— BEGIN Data —

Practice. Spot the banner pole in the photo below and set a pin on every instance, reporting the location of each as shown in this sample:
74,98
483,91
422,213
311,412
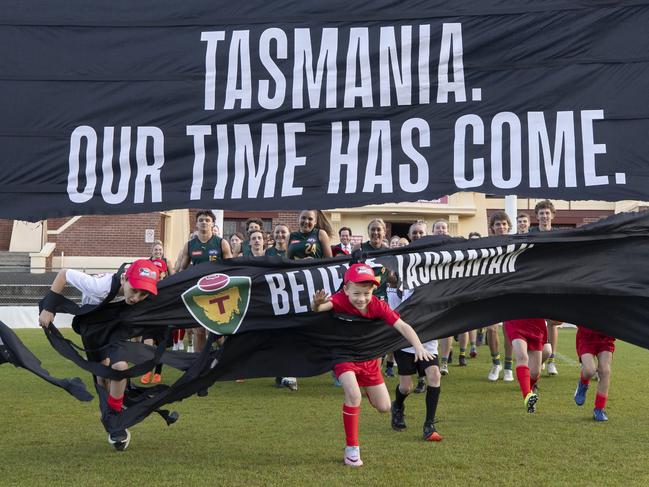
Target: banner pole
511,208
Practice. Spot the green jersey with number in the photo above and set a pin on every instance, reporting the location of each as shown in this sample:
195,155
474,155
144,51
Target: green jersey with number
210,251
272,252
303,245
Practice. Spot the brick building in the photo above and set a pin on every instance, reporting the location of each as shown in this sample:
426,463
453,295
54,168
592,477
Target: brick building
102,242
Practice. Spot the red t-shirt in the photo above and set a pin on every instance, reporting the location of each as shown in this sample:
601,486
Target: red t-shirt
162,265
375,309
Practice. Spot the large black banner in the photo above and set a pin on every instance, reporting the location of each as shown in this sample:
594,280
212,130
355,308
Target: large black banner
127,107
597,276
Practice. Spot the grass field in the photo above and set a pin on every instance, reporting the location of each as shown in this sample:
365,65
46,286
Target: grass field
254,434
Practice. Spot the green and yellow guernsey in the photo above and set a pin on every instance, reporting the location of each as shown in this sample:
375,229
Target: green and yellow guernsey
210,251
303,245
273,252
246,251
381,291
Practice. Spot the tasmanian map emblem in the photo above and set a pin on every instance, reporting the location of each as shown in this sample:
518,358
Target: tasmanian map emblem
219,302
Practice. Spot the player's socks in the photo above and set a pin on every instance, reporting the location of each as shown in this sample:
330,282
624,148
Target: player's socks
600,401
432,398
533,381
523,376
115,403
400,397
350,422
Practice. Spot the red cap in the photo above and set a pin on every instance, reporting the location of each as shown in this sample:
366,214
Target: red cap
143,274
361,273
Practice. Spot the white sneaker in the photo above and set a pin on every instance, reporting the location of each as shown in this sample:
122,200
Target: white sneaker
353,456
494,373
290,382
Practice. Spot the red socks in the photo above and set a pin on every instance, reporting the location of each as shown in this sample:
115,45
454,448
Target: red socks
523,376
115,403
178,335
350,421
533,381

— END Data —

▸ Task goal
Retype the data exactly, beginning with the line that contains "Practice. Spot the red cap" and continuing through the final line of the data.

▸ Answer to the exercise
Practice. Spot the red cap in the photo above and set a pin on every instance, reporting the location of each as shown in this sample:
366,214
Target: red cap
143,274
361,273
Practice. Spot the white sneaker in the photo above and set a pin on every instance, reporting the location of each as shown in this sample:
122,200
Target: white sneaker
353,456
494,373
290,382
Practice. Spot the red socks in the photo above and set a pin on every instance, reporting the location of each as shown in this sample:
115,45
454,448
Target: red socks
523,376
115,403
178,335
350,421
533,381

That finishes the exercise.